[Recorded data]
▽

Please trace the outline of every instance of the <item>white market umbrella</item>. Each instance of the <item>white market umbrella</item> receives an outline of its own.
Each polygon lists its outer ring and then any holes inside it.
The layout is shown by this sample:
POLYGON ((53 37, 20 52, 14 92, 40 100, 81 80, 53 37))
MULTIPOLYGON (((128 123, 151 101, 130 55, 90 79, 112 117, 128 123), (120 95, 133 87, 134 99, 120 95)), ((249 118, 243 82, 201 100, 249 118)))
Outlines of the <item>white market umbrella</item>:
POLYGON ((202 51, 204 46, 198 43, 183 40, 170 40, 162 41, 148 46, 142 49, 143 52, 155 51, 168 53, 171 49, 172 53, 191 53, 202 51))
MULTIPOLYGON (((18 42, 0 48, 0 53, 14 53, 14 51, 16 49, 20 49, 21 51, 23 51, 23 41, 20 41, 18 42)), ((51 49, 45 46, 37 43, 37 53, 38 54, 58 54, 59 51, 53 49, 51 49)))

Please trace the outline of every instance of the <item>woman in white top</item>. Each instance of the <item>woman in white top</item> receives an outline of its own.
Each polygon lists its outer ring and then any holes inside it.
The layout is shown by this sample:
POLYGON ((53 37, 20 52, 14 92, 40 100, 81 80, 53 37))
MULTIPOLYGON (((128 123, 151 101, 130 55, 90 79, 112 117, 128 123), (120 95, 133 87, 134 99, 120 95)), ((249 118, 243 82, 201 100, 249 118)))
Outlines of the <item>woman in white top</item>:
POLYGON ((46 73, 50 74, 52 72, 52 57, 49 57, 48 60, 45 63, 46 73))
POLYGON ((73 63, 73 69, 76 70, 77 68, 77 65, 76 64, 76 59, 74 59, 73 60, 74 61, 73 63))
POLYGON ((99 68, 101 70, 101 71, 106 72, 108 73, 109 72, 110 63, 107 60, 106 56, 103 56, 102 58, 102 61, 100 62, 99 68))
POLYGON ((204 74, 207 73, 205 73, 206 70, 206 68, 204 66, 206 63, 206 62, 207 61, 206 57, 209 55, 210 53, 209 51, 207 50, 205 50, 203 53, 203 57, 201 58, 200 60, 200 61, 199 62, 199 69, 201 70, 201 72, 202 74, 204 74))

△

_Given exercise_.
Reproduce every row above, swapping each occurrence of "outer ring" for "exterior ring" and leaving all other text unchanged.

_Task solution_.
Please trace the outline of every instance of the <item>white market umbrella</item>. Each instance of the <item>white market umbrella</item> receives an outline of its own.
Each polygon lists its exterior ring and then any holes inside it.
The layout is shown by this sample:
POLYGON ((53 37, 20 52, 14 92, 40 100, 81 80, 53 37))
MULTIPOLYGON (((128 123, 151 101, 130 55, 90 79, 112 117, 128 123), (120 95, 133 87, 134 99, 120 95)), ((249 118, 243 82, 201 100, 249 118)))
Outlines of the <item>white market umbrella</item>:
POLYGON ((202 51, 204 46, 198 43, 183 40, 170 40, 162 41, 148 46, 142 49, 143 52, 155 51, 168 53, 171 49, 172 53, 191 53, 202 51))
MULTIPOLYGON (((18 42, 0 48, 0 53, 14 53, 14 51, 16 49, 20 49, 21 51, 23 51, 23 41, 20 41, 18 42)), ((51 49, 45 46, 37 43, 37 53, 38 54, 58 54, 59 51, 53 49, 51 49)))

Please trace the outline of every instance of the <item>woman in white top</item>. Each instance of the <item>woman in white top</item> receives an outline of its own.
Each polygon lists its exterior ring and then any holes inside it.
The layout is shown by this sample:
POLYGON ((53 37, 20 52, 14 92, 40 100, 81 80, 53 37))
MULTIPOLYGON (((128 123, 151 101, 130 55, 90 79, 112 117, 128 123), (120 95, 133 87, 134 99, 120 95)), ((249 118, 243 82, 201 100, 249 118)))
Outlines of the <item>woman in white top</item>:
POLYGON ((46 73, 50 74, 52 72, 52 57, 49 57, 48 60, 45 63, 46 73))
POLYGON ((73 63, 73 69, 76 70, 77 68, 77 65, 76 64, 76 59, 74 59, 73 60, 74 61, 73 63))
POLYGON ((99 68, 101 70, 101 71, 106 72, 108 73, 109 72, 110 63, 107 60, 106 56, 103 56, 102 58, 102 61, 100 62, 99 68))
POLYGON ((204 74, 207 73, 205 73, 206 70, 206 68, 204 66, 206 63, 206 62, 207 61, 206 57, 209 55, 210 53, 209 51, 207 50, 205 50, 203 53, 203 57, 201 58, 200 60, 200 61, 199 62, 199 69, 201 70, 201 72, 202 74, 204 74))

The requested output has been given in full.